* **EXERCISE DESCRIPTION**: What is needed here is an exact copy of every entry.

* **INPUT DATA**:
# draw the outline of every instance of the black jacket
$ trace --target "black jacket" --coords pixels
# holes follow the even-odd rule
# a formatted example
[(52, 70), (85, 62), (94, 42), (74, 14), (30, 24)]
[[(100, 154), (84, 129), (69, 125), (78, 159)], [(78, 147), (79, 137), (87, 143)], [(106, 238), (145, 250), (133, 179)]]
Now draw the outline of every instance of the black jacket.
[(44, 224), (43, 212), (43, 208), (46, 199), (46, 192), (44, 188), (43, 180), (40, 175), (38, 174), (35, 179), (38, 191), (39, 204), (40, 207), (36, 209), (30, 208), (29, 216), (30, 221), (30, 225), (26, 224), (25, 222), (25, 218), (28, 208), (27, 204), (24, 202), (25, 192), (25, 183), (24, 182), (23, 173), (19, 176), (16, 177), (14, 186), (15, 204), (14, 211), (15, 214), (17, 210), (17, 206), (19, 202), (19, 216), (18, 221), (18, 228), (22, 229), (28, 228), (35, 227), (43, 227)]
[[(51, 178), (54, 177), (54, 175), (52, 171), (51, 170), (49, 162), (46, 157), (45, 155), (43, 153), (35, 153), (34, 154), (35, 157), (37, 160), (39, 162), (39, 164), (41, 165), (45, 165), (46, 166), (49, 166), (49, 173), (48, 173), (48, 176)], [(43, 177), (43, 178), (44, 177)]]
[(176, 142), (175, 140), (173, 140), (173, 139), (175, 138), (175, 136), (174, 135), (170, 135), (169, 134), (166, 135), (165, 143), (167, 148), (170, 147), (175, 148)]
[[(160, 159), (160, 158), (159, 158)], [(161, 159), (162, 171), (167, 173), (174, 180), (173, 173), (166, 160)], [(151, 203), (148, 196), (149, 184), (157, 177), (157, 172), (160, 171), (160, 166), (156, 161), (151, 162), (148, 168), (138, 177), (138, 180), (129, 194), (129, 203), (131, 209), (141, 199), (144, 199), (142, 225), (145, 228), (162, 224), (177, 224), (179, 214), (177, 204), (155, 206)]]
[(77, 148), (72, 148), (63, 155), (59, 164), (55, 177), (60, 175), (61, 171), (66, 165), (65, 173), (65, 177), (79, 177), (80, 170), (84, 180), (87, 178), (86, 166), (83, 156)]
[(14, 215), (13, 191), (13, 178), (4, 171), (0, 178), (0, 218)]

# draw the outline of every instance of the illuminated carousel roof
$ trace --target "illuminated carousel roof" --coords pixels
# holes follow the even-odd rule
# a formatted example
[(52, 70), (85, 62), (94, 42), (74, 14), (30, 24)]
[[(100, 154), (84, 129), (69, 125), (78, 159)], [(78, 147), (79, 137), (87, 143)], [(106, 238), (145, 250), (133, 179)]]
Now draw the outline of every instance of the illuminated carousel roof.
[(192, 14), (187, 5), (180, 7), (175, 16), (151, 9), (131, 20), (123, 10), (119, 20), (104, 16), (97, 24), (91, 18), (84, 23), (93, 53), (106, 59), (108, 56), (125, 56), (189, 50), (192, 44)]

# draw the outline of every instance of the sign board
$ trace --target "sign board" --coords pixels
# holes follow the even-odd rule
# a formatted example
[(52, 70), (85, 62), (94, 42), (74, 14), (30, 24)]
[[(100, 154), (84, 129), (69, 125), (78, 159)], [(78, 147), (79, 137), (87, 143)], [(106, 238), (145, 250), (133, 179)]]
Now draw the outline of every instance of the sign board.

* **RESPONSE FOR THIS EXERCISE**:
# draw the outline of every instance of the black jacket
$ trace --target "black jacket" --coords pixels
# holes follow the even-odd rule
# a formatted example
[(52, 70), (85, 62), (94, 42), (74, 14), (30, 24)]
[[(100, 154), (84, 129), (69, 125), (78, 159)], [(78, 147), (79, 137), (87, 143)], [(106, 238), (145, 250), (133, 179)]]
Now draw the outline of every instance of the black jacket.
[(44, 224), (43, 212), (43, 208), (46, 199), (46, 192), (44, 188), (43, 180), (40, 175), (38, 174), (35, 179), (38, 191), (39, 204), (40, 207), (36, 209), (30, 208), (29, 216), (30, 221), (30, 225), (26, 224), (25, 222), (25, 218), (28, 208), (27, 204), (24, 202), (25, 192), (25, 183), (24, 182), (23, 173), (19, 176), (16, 177), (14, 186), (15, 204), (14, 211), (15, 214), (17, 210), (17, 206), (19, 202), (19, 216), (18, 221), (18, 228), (22, 229), (28, 228), (35, 227), (43, 227)]
[[(51, 178), (54, 177), (54, 175), (52, 171), (51, 170), (49, 162), (46, 157), (45, 155), (43, 153), (35, 153), (34, 154), (35, 157), (37, 160), (39, 162), (39, 164), (41, 165), (45, 165), (46, 166), (49, 166), (49, 173), (48, 173), (48, 176)], [(43, 177), (43, 178), (44, 177)]]
[(176, 142), (175, 140), (173, 140), (173, 139), (175, 138), (175, 136), (174, 135), (170, 135), (169, 134), (166, 135), (165, 143), (167, 148), (170, 147), (175, 148)]
[[(160, 159), (160, 158), (159, 158)], [(161, 159), (162, 171), (167, 173), (174, 180), (173, 173), (166, 160)], [(151, 203), (148, 196), (149, 184), (157, 177), (157, 172), (160, 171), (160, 166), (156, 161), (151, 162), (148, 168), (138, 177), (138, 180), (129, 194), (129, 203), (131, 209), (141, 199), (144, 199), (142, 225), (145, 228), (162, 224), (177, 224), (179, 214), (177, 204), (155, 206)]]
[(77, 148), (72, 148), (63, 155), (59, 164), (55, 177), (60, 175), (61, 171), (66, 165), (65, 173), (65, 177), (79, 177), (80, 170), (84, 180), (87, 178), (86, 166), (83, 156)]
[(14, 215), (13, 191), (13, 178), (4, 171), (0, 178), (0, 218)]

# draw the outline of every instance of the illuminated carousel roof
$ trace --target "illuminated carousel roof" --coords pixels
# holes follow the even-odd rule
# a formatted example
[(52, 70), (85, 62), (94, 42), (74, 14), (30, 24)]
[[(100, 154), (84, 129), (69, 125), (78, 159)], [(78, 147), (79, 137), (87, 143)], [(106, 238), (145, 250), (133, 179)]]
Now draw the outline of every instance of the illuminated carousel roof.
[(192, 14), (187, 5), (180, 7), (175, 16), (151, 9), (131, 20), (123, 10), (119, 20), (104, 16), (97, 24), (91, 18), (84, 23), (93, 53), (106, 59), (108, 56), (125, 56), (189, 50), (192, 44)]

# draw the outline of every instance of the sign board
$ trace --target "sign board" --coords pixels
# holes follow the even-odd rule
# a formatted example
[(52, 70), (85, 62), (94, 42), (74, 14), (30, 24)]
[[(100, 154), (84, 129), (69, 125), (78, 159)], [(78, 147), (79, 137), (87, 143)], [(106, 238), (145, 250), (133, 179)]]
Now draw the outline of every instance of the sign board.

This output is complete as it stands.